TESTO DI PARTENZA ->
= = = = = = =

La
Borsalino è fallita, il mio pensiero va a mio padre e ai cappelli
che portava, di marchio Borsalino. Mio padre aveva una passione
incondizionata per questi cappelli. Quando è deceduto, 35 anni fa,
ho voluto tenere un ricordo di questa passione, e mi sono presa il
suo vecchio cappello Borsalino, di colore grigio.
Oggi
si parla ancora della Ditta di Alessandria e del famoso cappello,
conosciuto nel mondo intero. Diversi film lo hanno magnificato. Tanti
attori lo hanno indossato. Oggi l’ho fatto uscire dalla plastica in
cui l’avevo riposto. All’interno, sul marocchino, è scritto :
Borsalino
– GranPrixParis1900 – ANTICA CASA FONDATA NEL 1857.
Poi, sull’altro lato : DITTA MERENDA – Corso Palestro 38 –
BRESCIA. Infine, sotto testa : QUALITA' EXTRA EXTRA SUPERIORE -
BORSALINO – ALESSANDRIA – MARCA DEPOSITATA.
Delicatamente, l’ho pulito, dopo l’ho fotografato, come una
« star », perchè lo merita. Quanti pensieri segreti
avrai nascosto Borsalino, a quante emozioni avrai partecipato…Restano
i ricordi, qualche foto, e resta lui, vecchio compagno di mio Padre.
Qualcuno ha detto che i dettagli hanno grande importanza. In un
certo senso fungono da adesivo, fissano la materia essenziale dei
ricordi.
La
Ditta Merenda a Brescia non esiste più, ma la storia dei cappelli a
Brescia negli anni 20-30-40 è interessante. Ecco, tale e quale,
l’articolo di Brescia storica, apparso nel 2015:
«Un
quasi deserto corso Zanardelli nei primi anni Venti. Una via
commerciale battuta da pedoni, tram e carrette ed illuminata da
eleganti lampioni. A destra un banco del bar sotto i portici, per
avventori che preferiscono fumare e bere all’aria aperta, scrutando
la città con la lente di un bicchiere.

= = = = = = =

ESTRATTI DEI DATI ->

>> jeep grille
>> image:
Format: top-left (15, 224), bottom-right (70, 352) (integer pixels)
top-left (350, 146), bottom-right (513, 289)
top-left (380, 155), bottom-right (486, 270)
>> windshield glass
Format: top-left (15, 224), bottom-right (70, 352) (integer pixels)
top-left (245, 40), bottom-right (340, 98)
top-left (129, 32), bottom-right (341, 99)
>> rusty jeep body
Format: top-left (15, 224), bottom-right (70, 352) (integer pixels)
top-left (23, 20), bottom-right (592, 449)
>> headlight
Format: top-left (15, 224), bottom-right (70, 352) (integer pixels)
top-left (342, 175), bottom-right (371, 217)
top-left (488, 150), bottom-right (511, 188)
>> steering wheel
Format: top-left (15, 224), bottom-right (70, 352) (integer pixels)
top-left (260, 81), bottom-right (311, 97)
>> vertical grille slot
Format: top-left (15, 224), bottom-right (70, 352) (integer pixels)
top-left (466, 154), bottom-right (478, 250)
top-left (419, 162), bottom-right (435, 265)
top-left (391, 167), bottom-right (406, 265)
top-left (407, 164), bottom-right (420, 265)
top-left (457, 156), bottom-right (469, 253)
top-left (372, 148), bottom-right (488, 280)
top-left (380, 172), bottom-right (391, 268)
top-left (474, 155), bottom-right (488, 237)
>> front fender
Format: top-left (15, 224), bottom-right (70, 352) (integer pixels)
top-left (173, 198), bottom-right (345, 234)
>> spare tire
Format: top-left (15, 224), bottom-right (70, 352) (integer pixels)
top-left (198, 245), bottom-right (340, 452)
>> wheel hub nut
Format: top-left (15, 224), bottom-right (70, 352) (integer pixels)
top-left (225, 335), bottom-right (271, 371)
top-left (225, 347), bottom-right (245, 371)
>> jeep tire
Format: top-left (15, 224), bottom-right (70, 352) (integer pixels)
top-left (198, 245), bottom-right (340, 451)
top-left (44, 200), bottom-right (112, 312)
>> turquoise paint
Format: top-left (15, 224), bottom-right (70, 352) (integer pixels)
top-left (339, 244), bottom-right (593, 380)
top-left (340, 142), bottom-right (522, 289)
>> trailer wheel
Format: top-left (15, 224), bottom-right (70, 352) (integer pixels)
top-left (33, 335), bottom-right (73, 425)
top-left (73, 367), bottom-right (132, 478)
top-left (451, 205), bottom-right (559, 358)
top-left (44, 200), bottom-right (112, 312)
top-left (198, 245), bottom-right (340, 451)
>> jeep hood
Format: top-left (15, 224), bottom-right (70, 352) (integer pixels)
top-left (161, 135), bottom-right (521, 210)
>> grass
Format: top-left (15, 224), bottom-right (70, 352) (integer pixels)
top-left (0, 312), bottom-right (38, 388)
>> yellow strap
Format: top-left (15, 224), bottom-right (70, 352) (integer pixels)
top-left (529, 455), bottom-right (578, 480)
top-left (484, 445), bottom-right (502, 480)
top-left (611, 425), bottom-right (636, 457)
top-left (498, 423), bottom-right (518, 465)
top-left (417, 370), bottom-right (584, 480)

= = = = = = =

COMPITI DA SVOLGERE ->
**1)** Traduci in inglese questa frase del testo sul cappello Borsalino: "Mio padre aveva una passione incondizionata per questi cappelli."
**2)** Rispondi a queste domande sul testo sul cappello Borsalino:
(a) Quanti anni fa è morto il padre?
(b) Di che colore è il vecchio cappello?
(c) In che anno è uscito l'articolo di Brescia storica?

SOLUZIONI IN ORDINE ->
**1)** My father had an unconditional passion for these hats.

**2)**
(a) 35 anni fa.
(b) Grigio.
(c) Nel 2015.